▶ [To do]
Begin the reply with the line containing "Query: red stadium seat" and end it with the final line of the listing, reproducing every line between exactly and adding nothing.

▶ [Material shown]
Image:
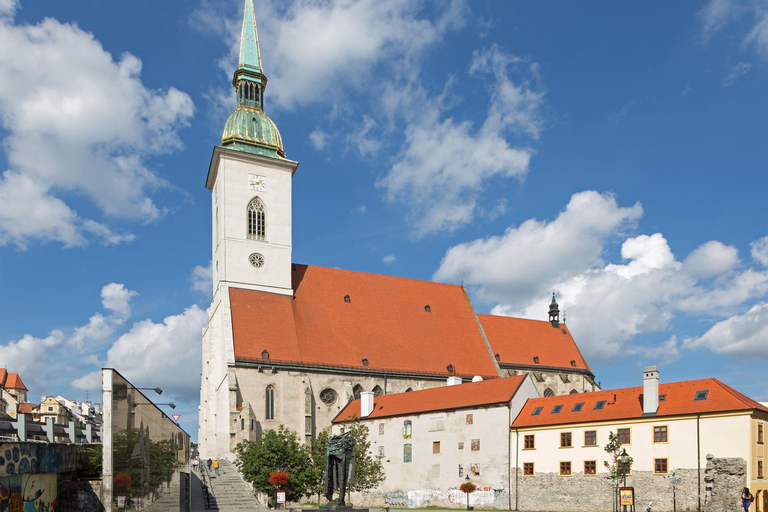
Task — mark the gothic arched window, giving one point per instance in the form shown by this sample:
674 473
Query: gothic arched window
257 220
270 403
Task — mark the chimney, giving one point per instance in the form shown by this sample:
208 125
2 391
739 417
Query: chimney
366 404
650 390
453 380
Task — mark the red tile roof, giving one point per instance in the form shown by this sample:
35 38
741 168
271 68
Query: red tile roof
386 323
627 403
519 340
474 394
27 408
14 382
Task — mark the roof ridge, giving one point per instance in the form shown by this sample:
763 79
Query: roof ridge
336 269
740 396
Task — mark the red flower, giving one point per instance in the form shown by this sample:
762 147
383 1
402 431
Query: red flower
278 478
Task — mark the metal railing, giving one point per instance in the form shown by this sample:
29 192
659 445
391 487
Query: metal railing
24 429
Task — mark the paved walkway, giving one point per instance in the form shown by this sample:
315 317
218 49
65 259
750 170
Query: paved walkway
228 492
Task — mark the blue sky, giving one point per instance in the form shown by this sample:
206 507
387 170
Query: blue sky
615 152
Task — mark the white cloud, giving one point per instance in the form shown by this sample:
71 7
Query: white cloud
200 278
164 354
760 251
711 259
116 299
608 304
665 353
55 81
529 259
736 71
741 336
31 357
311 50
319 139
717 14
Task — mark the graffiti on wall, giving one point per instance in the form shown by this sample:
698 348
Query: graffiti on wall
21 458
28 493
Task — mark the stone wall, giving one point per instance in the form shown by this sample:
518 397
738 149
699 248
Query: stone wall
724 479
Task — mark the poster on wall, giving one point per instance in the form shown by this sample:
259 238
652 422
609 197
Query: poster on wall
627 496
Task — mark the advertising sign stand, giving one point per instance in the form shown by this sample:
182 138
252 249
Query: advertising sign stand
627 499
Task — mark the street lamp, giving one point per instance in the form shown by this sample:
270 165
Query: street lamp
156 390
467 481
169 404
624 461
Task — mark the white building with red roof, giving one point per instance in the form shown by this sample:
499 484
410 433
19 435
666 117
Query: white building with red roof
702 431
431 441
292 344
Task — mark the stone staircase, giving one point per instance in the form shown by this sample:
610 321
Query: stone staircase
229 492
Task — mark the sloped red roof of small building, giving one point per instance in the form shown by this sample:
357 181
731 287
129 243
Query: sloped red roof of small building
396 324
520 340
444 398
627 403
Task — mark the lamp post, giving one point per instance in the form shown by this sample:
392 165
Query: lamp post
467 481
624 460
156 390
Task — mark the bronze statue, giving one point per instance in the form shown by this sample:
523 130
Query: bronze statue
339 465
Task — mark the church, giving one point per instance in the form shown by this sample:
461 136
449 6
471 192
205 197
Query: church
292 344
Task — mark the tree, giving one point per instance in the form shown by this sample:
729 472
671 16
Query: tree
616 470
369 472
278 450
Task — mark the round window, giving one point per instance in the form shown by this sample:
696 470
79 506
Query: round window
328 396
256 259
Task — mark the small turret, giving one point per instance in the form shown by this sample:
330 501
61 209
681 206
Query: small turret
554 312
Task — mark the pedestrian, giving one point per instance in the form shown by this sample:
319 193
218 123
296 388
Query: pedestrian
746 499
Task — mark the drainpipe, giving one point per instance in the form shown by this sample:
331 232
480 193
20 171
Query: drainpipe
698 456
509 456
517 472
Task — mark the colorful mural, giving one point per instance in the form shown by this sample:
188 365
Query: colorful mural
29 493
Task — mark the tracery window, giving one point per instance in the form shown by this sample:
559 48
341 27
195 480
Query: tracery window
270 403
257 219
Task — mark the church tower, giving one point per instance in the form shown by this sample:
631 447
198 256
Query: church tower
250 181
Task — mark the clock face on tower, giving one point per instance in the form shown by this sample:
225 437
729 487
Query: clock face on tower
256 182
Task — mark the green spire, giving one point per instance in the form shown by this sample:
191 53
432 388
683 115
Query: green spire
250 57
248 128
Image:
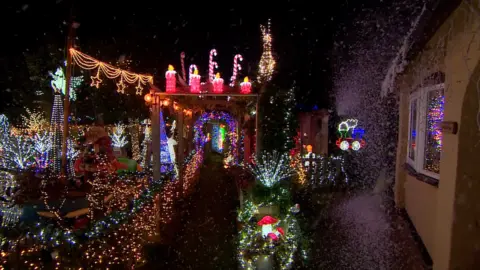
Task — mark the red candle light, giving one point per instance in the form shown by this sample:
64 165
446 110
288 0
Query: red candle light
218 84
171 79
246 86
195 82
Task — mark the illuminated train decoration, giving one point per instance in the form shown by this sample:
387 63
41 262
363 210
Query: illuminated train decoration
351 137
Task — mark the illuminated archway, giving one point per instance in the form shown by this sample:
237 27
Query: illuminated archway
200 137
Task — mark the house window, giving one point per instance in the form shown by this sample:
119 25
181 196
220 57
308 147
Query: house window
425 134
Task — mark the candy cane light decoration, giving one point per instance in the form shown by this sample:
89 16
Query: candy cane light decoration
212 65
218 84
236 68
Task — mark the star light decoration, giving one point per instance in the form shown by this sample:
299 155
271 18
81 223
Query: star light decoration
126 77
58 82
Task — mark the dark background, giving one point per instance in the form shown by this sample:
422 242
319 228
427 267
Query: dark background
153 33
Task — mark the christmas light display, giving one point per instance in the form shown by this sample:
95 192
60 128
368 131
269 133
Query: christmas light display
297 165
192 170
164 150
349 139
34 121
271 168
289 102
434 134
245 86
56 129
134 132
212 65
89 63
119 138
114 240
267 63
72 154
171 142
217 84
10 213
218 137
182 61
194 80
171 80
58 83
273 238
145 146
43 145
200 137
236 67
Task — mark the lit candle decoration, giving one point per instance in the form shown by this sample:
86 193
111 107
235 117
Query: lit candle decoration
236 68
171 79
245 86
194 80
218 84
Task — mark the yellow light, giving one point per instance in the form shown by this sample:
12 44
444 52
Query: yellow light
111 72
148 98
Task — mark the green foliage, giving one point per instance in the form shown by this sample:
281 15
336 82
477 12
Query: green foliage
279 119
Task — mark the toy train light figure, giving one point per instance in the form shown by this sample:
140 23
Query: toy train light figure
351 137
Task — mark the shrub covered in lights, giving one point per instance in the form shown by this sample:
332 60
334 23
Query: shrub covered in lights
268 225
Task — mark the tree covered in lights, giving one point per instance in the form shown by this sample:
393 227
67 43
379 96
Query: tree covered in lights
56 129
270 231
279 119
266 66
119 138
17 152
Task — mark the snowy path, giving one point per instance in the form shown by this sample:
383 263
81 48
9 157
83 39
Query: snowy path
206 237
364 232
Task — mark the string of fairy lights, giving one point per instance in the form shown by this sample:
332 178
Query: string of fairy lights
106 70
267 62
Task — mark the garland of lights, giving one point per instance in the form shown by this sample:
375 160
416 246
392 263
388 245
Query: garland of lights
120 243
89 63
53 237
200 138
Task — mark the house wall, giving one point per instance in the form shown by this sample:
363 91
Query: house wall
420 199
447 217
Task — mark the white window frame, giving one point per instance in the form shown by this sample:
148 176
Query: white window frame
420 96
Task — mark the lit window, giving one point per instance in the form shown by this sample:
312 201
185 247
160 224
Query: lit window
425 134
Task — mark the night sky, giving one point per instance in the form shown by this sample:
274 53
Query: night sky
153 34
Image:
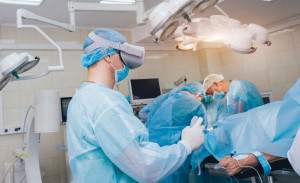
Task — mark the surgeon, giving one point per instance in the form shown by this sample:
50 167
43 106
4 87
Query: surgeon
168 114
263 134
215 110
241 95
106 142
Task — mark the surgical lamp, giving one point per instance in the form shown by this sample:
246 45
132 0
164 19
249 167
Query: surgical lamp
169 15
171 20
14 64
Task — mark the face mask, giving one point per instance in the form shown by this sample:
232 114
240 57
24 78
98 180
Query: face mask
207 99
120 74
219 95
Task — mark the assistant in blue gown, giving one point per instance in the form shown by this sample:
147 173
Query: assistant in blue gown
242 95
270 128
215 111
167 116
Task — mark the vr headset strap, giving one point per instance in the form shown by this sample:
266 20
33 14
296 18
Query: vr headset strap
100 42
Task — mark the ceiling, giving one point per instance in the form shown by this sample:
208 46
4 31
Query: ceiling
273 15
247 11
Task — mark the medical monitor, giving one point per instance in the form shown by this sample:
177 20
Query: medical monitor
142 91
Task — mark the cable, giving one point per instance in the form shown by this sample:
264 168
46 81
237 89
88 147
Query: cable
228 174
249 167
218 166
24 124
22 178
199 168
12 165
235 179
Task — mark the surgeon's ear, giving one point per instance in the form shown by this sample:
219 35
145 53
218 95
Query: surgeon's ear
107 59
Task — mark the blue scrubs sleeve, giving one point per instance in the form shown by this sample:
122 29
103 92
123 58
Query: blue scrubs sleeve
124 139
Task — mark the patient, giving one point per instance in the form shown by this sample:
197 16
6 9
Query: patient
167 115
269 129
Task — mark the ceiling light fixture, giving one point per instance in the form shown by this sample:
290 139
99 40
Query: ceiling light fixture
23 2
117 1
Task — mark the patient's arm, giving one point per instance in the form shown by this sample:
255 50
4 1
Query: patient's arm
233 167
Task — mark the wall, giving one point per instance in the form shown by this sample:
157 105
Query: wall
275 68
18 96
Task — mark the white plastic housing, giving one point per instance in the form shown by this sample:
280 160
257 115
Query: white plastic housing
47 111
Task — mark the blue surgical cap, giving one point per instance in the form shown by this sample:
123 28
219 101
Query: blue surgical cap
194 87
97 54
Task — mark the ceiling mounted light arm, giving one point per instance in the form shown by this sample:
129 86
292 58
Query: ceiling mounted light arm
26 14
138 7
221 10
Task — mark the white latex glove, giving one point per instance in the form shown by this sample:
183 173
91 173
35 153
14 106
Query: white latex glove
193 135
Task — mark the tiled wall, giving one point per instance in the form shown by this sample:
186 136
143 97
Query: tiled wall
275 68
17 96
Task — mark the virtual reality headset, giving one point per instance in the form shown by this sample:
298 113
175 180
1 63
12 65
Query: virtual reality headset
132 56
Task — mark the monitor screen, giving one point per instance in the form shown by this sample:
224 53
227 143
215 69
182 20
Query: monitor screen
143 89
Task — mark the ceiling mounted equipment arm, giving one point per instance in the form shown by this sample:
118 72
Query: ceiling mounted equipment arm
24 14
138 7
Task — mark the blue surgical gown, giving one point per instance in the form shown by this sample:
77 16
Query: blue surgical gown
168 115
107 143
270 128
242 95
215 111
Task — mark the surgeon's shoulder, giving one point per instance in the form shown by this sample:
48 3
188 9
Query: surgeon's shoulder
100 94
236 83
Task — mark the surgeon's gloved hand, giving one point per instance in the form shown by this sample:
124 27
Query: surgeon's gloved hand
193 135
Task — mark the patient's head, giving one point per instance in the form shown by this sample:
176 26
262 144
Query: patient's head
195 89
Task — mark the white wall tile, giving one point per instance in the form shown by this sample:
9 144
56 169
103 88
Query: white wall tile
284 75
10 99
298 55
296 38
281 59
229 57
11 117
254 64
280 43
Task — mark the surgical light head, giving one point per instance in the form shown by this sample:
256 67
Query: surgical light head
105 42
14 64
194 87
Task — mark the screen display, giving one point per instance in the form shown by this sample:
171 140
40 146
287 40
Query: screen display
145 88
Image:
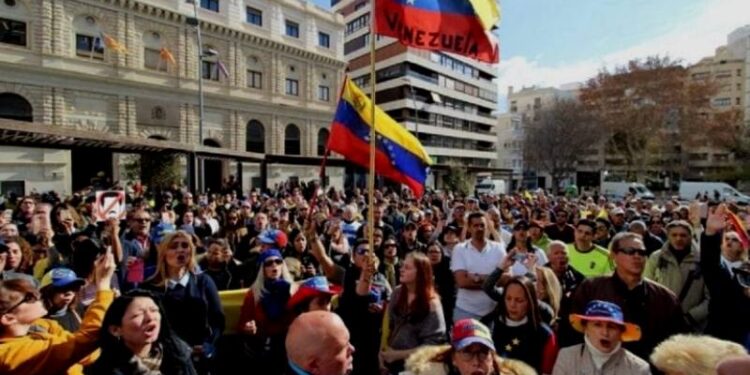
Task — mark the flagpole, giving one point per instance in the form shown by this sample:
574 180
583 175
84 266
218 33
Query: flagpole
371 176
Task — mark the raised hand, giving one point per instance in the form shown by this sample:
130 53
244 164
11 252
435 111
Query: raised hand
717 220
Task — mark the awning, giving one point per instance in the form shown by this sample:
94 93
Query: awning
19 133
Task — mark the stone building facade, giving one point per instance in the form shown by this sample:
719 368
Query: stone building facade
283 59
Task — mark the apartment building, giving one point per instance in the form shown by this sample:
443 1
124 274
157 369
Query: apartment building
270 70
446 100
727 71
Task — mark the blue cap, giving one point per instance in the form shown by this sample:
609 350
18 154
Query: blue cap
270 253
61 278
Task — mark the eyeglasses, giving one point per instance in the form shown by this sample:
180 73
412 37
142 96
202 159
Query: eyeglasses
361 250
270 262
179 245
28 298
633 251
481 354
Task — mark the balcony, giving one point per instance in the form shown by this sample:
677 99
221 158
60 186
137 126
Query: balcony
423 77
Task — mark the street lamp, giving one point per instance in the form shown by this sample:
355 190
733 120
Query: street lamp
202 54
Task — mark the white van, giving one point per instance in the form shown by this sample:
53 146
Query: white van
690 189
489 186
618 190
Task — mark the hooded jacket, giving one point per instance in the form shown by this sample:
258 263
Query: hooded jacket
662 267
427 361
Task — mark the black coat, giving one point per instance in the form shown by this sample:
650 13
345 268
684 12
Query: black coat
729 306
176 362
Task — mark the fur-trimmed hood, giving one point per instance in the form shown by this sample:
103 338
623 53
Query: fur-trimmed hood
428 360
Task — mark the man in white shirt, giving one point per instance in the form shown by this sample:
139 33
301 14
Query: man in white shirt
471 263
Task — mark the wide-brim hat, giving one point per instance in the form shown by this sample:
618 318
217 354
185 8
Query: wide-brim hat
311 288
603 311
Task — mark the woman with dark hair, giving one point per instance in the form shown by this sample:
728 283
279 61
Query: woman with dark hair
415 317
31 345
471 352
519 331
19 256
520 247
191 301
445 283
221 266
264 318
135 340
299 249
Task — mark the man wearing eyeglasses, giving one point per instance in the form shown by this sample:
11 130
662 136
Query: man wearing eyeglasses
137 248
724 266
676 266
651 306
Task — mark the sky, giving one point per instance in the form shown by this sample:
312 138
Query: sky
555 42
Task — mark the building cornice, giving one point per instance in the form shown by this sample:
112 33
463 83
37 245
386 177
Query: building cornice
214 28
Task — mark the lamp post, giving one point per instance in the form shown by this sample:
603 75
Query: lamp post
202 54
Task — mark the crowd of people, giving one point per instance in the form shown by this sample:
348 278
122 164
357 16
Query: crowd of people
285 282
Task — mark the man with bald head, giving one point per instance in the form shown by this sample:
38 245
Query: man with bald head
318 344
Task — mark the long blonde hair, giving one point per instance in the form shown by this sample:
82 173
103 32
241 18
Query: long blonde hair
551 286
259 285
161 275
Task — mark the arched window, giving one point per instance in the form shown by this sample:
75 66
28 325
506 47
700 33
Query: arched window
254 73
152 43
88 39
255 137
322 141
15 107
210 63
291 140
158 113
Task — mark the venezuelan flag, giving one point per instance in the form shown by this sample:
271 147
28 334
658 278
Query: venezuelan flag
457 26
398 156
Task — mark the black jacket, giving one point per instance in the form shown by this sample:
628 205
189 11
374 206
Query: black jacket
122 362
729 306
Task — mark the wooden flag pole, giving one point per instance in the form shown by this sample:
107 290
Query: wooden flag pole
373 135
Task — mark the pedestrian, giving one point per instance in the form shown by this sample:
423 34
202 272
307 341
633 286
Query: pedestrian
471 352
136 339
604 329
318 344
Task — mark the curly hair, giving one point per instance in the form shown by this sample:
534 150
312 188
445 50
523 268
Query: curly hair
693 354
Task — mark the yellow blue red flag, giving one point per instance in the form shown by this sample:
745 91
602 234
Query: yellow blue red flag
398 155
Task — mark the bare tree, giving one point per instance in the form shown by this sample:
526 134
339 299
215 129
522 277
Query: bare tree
653 113
562 137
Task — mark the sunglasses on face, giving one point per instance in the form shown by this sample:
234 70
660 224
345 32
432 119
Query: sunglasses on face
28 298
361 251
271 262
179 245
466 355
633 251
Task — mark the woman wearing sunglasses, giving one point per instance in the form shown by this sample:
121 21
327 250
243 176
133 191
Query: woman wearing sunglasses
31 345
191 300
264 318
471 352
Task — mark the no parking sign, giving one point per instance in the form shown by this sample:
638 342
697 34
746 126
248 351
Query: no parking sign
109 205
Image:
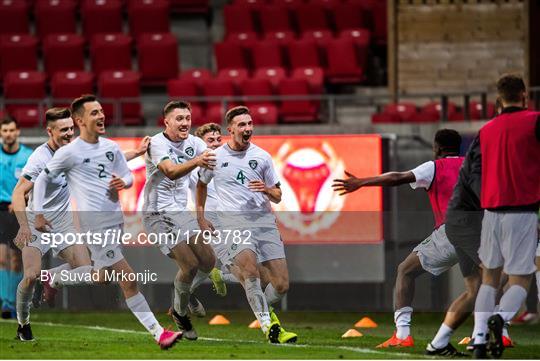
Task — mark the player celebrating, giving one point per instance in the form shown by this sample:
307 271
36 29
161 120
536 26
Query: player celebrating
96 170
510 195
435 254
246 182
172 155
13 157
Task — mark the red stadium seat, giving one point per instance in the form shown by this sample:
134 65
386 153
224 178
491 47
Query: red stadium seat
28 117
190 6
475 109
311 17
148 16
183 88
348 15
266 54
313 75
13 17
70 85
55 17
237 19
244 39
158 58
289 4
217 88
236 76
273 74
274 18
321 37
343 65
264 114
20 85
118 85
303 53
280 37
197 75
110 52
230 56
296 110
257 87
63 52
404 111
17 52
101 16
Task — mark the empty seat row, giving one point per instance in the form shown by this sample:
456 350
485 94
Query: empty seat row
431 112
31 86
344 59
158 58
269 18
98 16
301 110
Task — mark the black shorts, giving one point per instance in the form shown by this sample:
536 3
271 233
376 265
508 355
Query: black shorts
463 231
8 226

▶ [Exercise result]
Query: red stadium seat
28 117
190 6
475 109
311 17
148 16
183 88
348 15
266 54
313 75
13 17
70 85
55 17
237 19
244 39
158 58
289 4
217 88
236 76
273 74
274 18
321 37
343 65
264 114
20 85
118 85
303 53
280 37
197 75
110 52
230 56
296 110
257 87
63 52
404 111
17 52
101 16
Task — mark the empty seat row, giving one point per instance in the form shown by this sample:
456 350
485 94
Query: empty seat row
431 112
31 86
344 59
158 58
269 18
98 16
301 110
Task — mark the black shorts, giving one point per instance in the form shown by this sample:
536 3
271 233
376 265
508 355
Query: black shorts
463 231
8 226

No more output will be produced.